* _SET PROBLEM_:
Please format everything in the listing below, from the line containing "for the pink" down to the end, as a two-column CSV with the headers input and output. Put each piece of text and the answer after it in one row, with each field in quotation marks and line breaks replaced by spaces.

* _MATERIAL FOR THE TASK_:
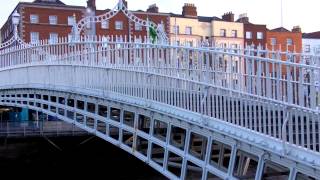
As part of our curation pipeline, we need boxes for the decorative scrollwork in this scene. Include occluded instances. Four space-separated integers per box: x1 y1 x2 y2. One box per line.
72 0 168 43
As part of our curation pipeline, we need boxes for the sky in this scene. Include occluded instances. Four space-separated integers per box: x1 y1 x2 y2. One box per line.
0 0 320 32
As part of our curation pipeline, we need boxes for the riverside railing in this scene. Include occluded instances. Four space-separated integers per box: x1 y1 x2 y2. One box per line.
0 37 320 152
0 121 88 138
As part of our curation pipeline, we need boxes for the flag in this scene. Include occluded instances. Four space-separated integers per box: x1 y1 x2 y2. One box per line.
149 27 158 43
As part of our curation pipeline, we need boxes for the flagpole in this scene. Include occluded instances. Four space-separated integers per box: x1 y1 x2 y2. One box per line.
147 16 150 43
174 18 178 46
281 0 283 27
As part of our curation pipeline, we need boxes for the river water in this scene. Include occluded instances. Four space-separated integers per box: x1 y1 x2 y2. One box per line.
0 137 166 180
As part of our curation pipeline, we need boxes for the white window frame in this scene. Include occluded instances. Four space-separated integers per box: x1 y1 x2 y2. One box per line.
231 30 238 38
257 32 264 40
49 32 59 44
287 38 293 46
185 26 192 35
173 25 180 34
220 29 227 37
101 20 109 29
30 14 39 24
246 31 252 39
49 15 58 25
115 21 123 30
304 44 311 53
68 33 73 43
30 32 39 44
270 38 277 46
68 16 75 26
134 23 142 31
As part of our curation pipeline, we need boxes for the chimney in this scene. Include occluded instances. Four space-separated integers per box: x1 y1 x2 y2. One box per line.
147 4 159 13
237 13 249 24
87 0 96 10
222 12 234 22
292 26 301 33
122 0 128 8
182 3 198 17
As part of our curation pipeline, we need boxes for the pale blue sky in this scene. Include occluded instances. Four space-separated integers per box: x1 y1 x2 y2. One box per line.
0 0 320 32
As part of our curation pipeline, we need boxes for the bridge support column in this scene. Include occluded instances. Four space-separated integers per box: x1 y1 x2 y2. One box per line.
202 136 212 180
288 168 297 180
181 129 191 179
147 115 154 163
132 110 139 152
119 108 124 142
228 144 241 177
256 155 265 179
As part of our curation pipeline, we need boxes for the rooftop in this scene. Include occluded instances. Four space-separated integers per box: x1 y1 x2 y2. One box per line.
302 31 320 39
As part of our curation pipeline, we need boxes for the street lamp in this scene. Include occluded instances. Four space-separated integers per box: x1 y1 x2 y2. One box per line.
12 10 21 39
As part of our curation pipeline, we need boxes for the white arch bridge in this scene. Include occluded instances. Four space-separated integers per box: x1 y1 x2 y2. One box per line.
0 37 320 179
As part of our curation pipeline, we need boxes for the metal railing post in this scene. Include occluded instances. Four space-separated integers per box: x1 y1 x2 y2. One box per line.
281 107 292 155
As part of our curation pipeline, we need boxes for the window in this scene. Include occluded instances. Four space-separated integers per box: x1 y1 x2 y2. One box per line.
158 23 164 31
30 14 39 24
287 38 293 46
68 16 75 26
134 23 142 31
30 32 39 44
304 45 311 53
257 32 263 39
246 31 252 39
186 26 192 35
231 30 238 38
173 26 180 34
49 33 58 44
116 21 123 30
220 29 226 37
101 20 109 29
68 34 73 43
49 16 58 25
271 38 277 46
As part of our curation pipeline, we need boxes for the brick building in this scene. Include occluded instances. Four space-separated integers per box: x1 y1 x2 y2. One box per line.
237 14 267 49
1 0 86 42
1 0 170 42
170 3 243 48
267 26 302 53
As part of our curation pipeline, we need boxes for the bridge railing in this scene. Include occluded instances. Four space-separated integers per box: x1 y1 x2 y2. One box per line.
0 121 88 138
0 37 320 152
0 37 320 109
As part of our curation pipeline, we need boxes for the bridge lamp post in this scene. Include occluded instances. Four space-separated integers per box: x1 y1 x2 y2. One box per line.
12 10 21 39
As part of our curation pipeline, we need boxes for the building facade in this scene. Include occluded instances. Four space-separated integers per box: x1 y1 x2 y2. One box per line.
267 26 302 53
1 0 86 43
302 31 320 55
1 0 170 43
170 3 244 48
237 14 267 49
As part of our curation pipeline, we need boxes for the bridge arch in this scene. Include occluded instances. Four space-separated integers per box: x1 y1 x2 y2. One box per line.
0 64 318 179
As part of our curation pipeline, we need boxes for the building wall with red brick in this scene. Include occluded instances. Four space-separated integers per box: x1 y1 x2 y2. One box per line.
21 6 85 42
1 3 85 42
96 10 170 40
1 3 170 42
244 23 267 49
267 31 302 76
267 31 302 53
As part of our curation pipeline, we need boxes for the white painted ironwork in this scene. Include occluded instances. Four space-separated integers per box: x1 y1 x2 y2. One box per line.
0 31 320 179
72 0 169 43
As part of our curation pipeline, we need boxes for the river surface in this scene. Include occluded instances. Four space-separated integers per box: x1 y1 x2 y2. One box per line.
0 137 166 180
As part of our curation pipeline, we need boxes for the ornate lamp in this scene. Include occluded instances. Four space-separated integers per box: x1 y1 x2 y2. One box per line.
12 10 21 39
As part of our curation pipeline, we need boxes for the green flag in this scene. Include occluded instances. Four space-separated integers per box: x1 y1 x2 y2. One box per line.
149 27 158 43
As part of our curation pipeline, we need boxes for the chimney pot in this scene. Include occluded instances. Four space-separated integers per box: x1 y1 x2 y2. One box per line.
182 3 198 17
222 12 234 22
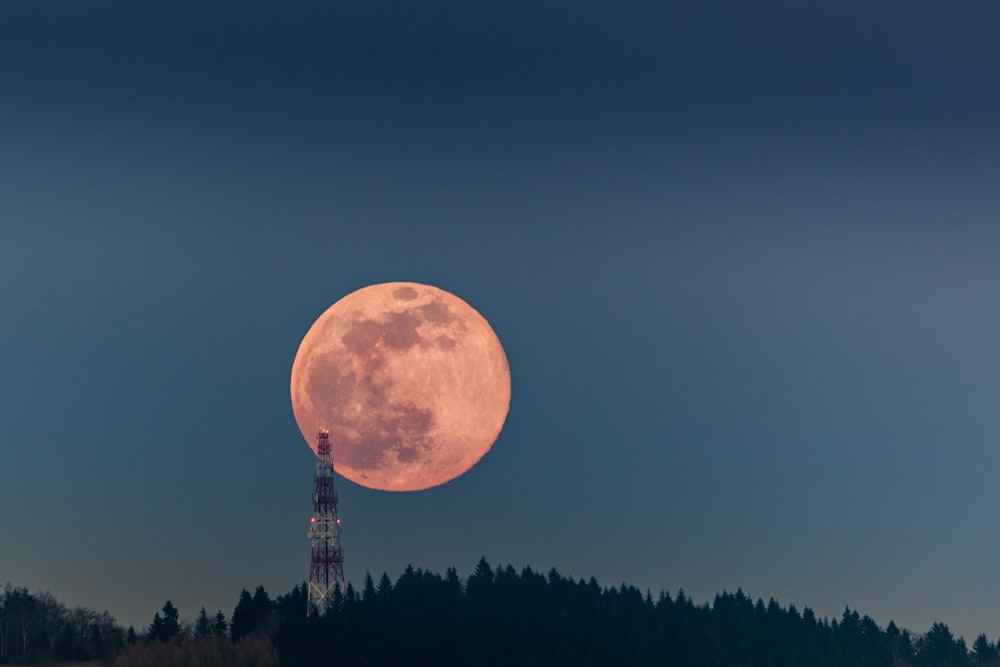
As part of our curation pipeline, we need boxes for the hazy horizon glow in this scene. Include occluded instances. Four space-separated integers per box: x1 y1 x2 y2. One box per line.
0 0 1000 644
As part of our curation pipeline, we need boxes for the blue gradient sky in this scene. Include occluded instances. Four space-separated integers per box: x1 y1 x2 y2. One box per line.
0 0 1000 641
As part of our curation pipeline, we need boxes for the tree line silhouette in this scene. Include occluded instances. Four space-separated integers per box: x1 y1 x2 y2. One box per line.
0 558 1000 667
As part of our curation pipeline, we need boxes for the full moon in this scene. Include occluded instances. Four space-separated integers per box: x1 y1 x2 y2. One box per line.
291 283 510 491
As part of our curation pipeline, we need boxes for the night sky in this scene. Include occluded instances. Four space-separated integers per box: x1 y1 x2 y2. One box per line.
0 0 1000 642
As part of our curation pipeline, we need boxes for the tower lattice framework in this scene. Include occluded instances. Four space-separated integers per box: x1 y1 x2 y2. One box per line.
308 430 344 615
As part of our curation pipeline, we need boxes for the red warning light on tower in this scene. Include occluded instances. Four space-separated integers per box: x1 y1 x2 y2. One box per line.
308 431 344 616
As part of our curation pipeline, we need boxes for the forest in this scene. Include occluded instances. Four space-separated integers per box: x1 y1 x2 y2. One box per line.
0 558 1000 667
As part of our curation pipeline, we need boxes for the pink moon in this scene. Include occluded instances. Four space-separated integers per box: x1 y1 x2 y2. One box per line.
291 283 510 491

* _RESPONSE TO THIS TASK_:
input,output
"As part of our curation pipeline, we need boxes for the pink moon in this scene. Include occluded instances. Four space-separated integers per box: x1 y1 x2 y2. One box per line.","291 283 510 491"